Start of MATERIAL PROVIDED

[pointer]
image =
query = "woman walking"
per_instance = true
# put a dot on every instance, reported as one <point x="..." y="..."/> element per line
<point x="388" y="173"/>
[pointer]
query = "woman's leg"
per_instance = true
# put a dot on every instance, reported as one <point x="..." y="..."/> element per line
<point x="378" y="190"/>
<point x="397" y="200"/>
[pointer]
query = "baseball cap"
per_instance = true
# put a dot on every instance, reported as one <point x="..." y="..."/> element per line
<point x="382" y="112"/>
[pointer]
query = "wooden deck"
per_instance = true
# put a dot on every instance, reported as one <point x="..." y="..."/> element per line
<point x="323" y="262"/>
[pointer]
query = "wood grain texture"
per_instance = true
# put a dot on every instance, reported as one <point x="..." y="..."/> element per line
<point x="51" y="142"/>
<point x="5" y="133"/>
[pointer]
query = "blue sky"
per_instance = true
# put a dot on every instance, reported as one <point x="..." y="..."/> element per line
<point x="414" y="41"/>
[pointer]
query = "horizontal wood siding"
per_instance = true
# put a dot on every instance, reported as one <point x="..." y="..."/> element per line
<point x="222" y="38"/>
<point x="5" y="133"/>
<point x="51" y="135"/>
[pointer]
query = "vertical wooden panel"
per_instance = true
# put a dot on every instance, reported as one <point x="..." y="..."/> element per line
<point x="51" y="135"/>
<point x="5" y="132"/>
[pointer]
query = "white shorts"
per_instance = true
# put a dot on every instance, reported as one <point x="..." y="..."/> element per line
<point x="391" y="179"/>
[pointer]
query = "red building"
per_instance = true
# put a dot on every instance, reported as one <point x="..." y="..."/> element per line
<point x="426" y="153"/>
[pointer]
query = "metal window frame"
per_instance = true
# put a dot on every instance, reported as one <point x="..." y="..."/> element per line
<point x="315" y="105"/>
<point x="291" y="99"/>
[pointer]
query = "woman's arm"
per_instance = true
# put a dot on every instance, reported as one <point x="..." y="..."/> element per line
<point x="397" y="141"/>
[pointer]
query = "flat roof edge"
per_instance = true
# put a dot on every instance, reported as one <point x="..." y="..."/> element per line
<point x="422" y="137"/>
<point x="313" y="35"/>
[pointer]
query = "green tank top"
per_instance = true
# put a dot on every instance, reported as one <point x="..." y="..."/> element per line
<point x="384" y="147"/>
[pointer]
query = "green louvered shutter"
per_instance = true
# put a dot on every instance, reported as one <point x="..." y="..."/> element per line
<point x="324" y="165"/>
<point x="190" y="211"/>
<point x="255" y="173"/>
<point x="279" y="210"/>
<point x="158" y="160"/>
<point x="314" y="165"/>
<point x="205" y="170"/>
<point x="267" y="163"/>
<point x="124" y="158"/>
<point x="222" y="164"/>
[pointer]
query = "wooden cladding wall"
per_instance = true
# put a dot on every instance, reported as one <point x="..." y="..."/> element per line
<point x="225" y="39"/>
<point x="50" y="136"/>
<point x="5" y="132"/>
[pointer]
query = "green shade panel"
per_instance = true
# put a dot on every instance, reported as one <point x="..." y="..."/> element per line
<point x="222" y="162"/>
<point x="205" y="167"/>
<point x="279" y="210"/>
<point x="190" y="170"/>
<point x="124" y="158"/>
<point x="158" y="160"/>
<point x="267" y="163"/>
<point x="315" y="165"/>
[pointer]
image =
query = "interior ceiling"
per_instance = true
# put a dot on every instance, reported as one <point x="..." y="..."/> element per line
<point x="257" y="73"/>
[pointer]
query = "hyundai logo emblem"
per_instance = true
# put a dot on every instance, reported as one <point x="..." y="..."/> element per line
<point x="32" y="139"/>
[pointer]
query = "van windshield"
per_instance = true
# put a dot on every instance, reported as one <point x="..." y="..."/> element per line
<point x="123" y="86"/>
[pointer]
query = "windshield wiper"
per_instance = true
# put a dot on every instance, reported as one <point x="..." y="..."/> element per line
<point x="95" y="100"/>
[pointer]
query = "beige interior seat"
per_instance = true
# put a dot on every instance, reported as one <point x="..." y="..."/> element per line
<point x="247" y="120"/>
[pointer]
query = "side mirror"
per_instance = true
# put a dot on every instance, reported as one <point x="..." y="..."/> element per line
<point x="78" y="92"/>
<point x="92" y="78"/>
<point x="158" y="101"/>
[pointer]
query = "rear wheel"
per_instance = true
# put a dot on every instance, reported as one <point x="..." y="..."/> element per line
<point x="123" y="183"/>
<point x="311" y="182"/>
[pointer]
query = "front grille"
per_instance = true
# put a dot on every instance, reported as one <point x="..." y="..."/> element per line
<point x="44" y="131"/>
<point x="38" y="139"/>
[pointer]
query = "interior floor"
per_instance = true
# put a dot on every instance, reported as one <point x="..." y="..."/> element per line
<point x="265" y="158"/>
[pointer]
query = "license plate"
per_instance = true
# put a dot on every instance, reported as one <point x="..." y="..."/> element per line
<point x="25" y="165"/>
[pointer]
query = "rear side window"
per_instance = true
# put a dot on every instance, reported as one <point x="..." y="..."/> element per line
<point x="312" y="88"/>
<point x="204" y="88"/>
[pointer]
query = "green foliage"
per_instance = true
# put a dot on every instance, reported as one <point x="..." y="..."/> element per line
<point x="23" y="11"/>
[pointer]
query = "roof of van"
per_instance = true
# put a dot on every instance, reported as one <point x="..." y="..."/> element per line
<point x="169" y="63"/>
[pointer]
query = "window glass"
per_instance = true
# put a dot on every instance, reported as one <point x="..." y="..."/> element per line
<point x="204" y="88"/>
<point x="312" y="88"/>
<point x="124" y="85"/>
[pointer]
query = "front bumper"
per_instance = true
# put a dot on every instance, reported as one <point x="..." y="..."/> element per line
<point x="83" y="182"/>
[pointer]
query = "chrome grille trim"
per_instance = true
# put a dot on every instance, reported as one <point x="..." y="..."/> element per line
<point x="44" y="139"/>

End of MATERIAL PROVIDED

◆ EXERCISE OBJECTIVE
Search the entries for "green" and copy out each line that has it.

◆ EXERCISE SOLUTION
query = "green tank top"
query = "green louvered shutter"
query = "green shade panel"
query = "green foliage"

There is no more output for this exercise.